Could you write out the entries again, requests included, from the line with "Give one point for each instance of the white wooden" to the line with "Give one point for each instance of the large", shifting every coordinate in the answers by -107? Give only those lines.

--- Data for processing ---

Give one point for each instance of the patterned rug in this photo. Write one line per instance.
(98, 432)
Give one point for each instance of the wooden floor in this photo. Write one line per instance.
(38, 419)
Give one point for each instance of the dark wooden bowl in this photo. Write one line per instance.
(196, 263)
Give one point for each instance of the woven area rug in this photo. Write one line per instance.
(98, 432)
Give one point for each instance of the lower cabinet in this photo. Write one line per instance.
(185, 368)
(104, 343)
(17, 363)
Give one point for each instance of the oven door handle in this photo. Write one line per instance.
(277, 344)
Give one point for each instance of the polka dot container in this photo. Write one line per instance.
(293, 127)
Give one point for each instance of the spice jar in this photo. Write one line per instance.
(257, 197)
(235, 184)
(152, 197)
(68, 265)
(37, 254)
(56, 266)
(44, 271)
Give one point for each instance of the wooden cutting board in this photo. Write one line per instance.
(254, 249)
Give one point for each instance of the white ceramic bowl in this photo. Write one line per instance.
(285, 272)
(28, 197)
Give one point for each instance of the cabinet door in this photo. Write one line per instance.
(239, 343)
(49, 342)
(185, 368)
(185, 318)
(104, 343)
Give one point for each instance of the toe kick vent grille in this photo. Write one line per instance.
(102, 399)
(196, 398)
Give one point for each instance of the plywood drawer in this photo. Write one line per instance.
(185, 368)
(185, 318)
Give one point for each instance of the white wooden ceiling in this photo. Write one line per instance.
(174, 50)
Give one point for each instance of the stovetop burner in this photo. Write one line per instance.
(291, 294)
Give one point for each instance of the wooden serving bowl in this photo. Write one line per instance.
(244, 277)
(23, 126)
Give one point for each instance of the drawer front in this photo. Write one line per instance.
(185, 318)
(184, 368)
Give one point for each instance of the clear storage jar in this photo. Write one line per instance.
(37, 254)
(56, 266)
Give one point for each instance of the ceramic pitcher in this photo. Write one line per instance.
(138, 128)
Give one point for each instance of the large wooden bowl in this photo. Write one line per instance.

---
--- Data for processing ---

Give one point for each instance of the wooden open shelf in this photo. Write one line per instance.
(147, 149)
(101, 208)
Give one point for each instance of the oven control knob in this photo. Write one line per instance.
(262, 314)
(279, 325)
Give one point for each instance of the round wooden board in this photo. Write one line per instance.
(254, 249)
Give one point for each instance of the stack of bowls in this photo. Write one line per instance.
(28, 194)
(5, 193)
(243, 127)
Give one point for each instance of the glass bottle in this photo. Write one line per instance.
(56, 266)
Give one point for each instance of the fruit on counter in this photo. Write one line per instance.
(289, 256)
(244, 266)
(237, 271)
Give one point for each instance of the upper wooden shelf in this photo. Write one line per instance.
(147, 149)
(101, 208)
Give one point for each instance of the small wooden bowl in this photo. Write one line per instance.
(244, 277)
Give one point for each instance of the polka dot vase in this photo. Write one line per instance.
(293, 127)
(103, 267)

---

Solution to this task
Give one point for each instance of the white wooden ceiling in this photo. Write one line per instance.
(67, -57)
Give one point for each instance of the stovetop burner in this photo. Write one line per instance.
(184, 187)
Give one point for each instance of the wooden serving bowl in this photo. Write one line per instance.
(137, 170)
(-84, 19)
Give one point for each instance of the drawer front in this photo. Write one line per instance.
(78, 211)
(77, 261)
Give one point for each instance of the clear storage jar in this photo. Write one line per instance.
(-70, 147)
(-51, 159)
Give one point for each instance of the ceramic pitcher in this photo. Write one line per instance.
(31, 21)
Give one point for each instance of the large wooden bowl in this photo. Write one line per instance.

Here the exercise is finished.